Raw data start

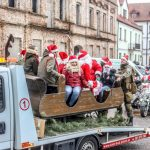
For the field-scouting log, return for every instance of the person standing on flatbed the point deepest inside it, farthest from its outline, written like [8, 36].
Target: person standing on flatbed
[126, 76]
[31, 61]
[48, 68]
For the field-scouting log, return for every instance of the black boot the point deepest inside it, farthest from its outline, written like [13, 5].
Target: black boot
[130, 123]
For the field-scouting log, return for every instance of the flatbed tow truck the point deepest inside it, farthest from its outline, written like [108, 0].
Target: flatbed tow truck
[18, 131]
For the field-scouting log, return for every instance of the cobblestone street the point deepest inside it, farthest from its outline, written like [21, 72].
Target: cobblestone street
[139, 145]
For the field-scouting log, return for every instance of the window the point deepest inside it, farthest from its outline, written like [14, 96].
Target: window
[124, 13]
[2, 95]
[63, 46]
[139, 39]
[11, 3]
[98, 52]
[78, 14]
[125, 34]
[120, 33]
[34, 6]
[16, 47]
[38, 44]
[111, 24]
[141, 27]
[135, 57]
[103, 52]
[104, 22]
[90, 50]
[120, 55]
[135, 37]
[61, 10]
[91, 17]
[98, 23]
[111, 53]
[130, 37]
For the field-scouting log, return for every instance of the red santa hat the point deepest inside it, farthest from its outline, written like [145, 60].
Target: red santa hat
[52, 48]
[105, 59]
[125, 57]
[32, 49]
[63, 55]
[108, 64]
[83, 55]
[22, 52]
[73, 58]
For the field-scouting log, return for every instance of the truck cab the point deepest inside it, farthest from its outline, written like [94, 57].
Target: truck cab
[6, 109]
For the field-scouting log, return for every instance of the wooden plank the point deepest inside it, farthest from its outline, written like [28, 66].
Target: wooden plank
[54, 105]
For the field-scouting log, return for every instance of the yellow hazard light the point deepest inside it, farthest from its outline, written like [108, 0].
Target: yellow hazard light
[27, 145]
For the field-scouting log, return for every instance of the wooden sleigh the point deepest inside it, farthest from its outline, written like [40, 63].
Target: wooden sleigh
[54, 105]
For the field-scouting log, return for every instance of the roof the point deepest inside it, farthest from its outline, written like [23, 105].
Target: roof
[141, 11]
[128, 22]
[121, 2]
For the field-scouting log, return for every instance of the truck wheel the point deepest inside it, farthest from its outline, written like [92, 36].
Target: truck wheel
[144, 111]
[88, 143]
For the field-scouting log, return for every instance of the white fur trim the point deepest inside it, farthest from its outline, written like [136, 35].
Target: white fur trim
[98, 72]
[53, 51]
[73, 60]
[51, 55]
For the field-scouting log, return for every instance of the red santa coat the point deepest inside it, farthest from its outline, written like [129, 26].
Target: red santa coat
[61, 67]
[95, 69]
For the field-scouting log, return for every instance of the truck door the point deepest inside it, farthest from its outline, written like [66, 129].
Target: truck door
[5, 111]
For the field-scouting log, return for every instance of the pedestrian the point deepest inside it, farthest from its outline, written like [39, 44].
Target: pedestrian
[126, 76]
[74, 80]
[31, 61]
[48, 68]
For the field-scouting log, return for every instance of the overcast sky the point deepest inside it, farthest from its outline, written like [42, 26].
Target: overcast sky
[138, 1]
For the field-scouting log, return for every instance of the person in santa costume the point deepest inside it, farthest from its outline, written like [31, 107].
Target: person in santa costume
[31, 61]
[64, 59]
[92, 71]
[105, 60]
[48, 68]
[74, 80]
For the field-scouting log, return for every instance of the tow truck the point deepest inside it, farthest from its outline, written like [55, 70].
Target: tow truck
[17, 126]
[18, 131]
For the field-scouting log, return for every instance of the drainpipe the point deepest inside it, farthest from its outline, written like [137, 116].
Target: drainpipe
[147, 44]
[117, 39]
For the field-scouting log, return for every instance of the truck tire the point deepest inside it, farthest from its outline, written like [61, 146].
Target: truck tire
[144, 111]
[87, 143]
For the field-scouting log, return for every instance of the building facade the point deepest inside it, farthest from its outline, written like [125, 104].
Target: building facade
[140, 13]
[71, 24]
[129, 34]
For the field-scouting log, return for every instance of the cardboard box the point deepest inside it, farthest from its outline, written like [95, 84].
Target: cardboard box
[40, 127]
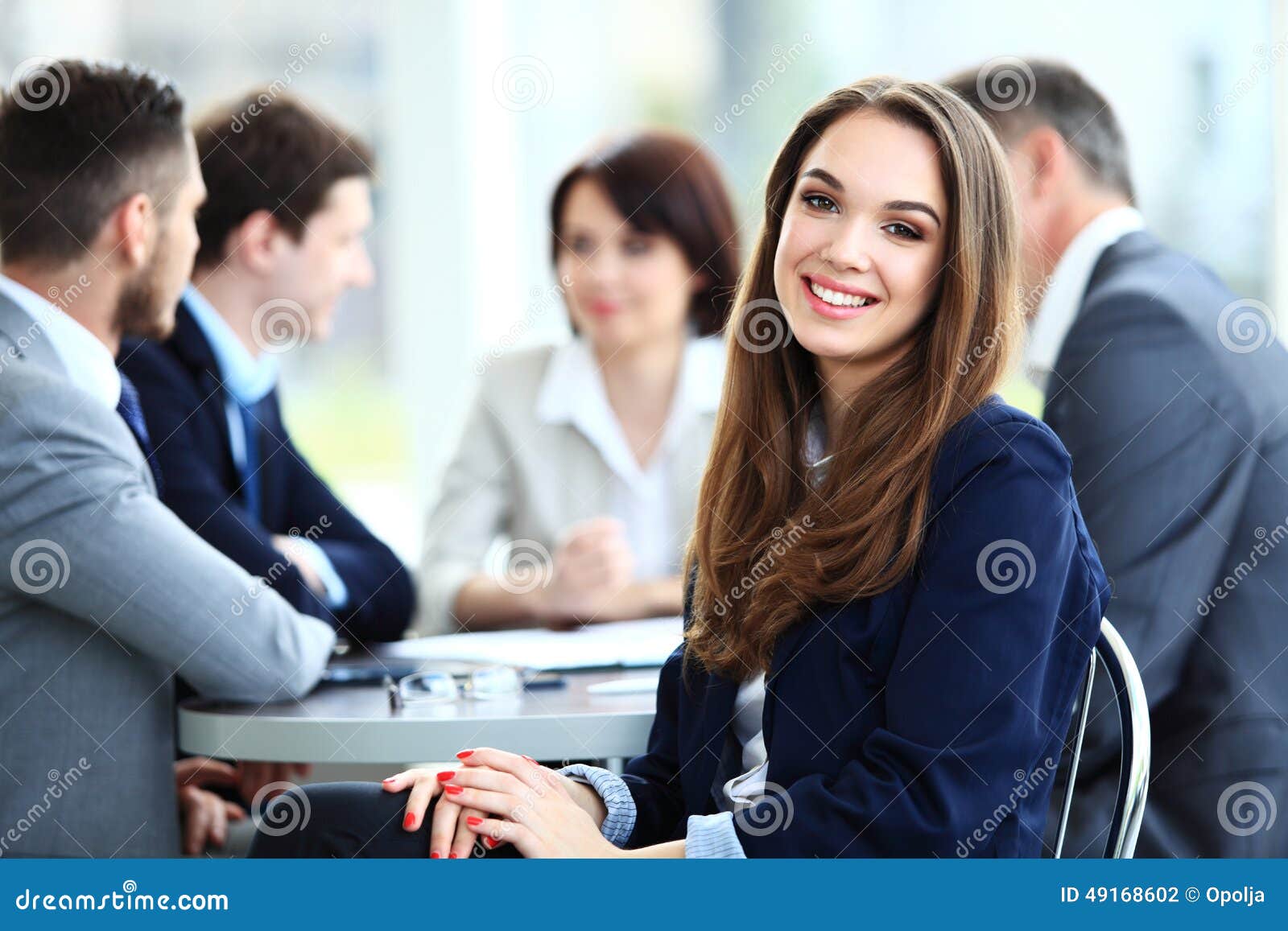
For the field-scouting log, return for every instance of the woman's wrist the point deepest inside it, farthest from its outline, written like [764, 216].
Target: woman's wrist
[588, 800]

Raw data end
Raw data start

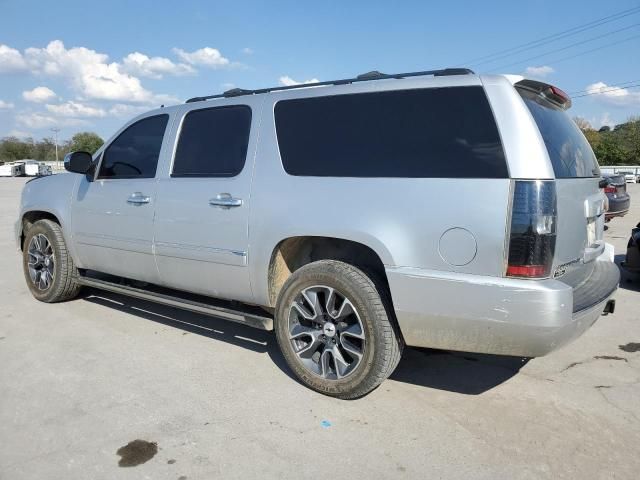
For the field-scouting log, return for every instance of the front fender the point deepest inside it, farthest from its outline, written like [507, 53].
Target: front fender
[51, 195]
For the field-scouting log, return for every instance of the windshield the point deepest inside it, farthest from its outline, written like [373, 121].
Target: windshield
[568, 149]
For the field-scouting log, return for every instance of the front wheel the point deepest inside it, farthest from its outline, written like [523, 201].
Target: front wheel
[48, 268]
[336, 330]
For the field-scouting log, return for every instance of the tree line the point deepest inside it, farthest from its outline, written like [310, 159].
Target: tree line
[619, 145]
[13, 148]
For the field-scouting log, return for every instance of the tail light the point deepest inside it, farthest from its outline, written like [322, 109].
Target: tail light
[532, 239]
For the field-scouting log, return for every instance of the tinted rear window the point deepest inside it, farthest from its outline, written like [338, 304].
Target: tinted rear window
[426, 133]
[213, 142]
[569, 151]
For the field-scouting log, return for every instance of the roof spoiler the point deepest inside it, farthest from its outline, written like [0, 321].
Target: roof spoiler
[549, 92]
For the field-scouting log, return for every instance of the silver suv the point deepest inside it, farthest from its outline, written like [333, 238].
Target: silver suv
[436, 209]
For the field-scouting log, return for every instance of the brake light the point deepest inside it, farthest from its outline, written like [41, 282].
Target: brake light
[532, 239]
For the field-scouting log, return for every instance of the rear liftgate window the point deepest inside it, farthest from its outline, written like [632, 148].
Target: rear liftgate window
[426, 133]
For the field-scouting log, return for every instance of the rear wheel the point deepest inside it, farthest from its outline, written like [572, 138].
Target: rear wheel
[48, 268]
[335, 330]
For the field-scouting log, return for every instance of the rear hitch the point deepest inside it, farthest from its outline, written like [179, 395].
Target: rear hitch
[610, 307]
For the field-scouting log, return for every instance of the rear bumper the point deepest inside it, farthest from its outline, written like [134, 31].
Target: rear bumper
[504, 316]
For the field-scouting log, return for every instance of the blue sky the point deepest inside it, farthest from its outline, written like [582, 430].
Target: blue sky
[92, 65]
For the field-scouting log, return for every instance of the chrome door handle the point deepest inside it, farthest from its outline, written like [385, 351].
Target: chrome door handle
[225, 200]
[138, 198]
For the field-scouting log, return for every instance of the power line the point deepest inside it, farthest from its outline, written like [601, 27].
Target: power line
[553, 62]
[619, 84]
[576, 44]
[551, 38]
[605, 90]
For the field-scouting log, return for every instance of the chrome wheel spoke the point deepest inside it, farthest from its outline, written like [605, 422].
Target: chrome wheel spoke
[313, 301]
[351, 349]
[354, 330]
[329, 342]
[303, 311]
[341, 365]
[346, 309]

Raw data end

Identify every line of the rows above that contains the string "drainpipe", and copy each such line in full. Matching is case-sensitive.

Response:
For the field-scouting log, return for every instance of the drainpipe the point deepest inside it, farthest from its outline, written like [137, 116].
Target: drainpipe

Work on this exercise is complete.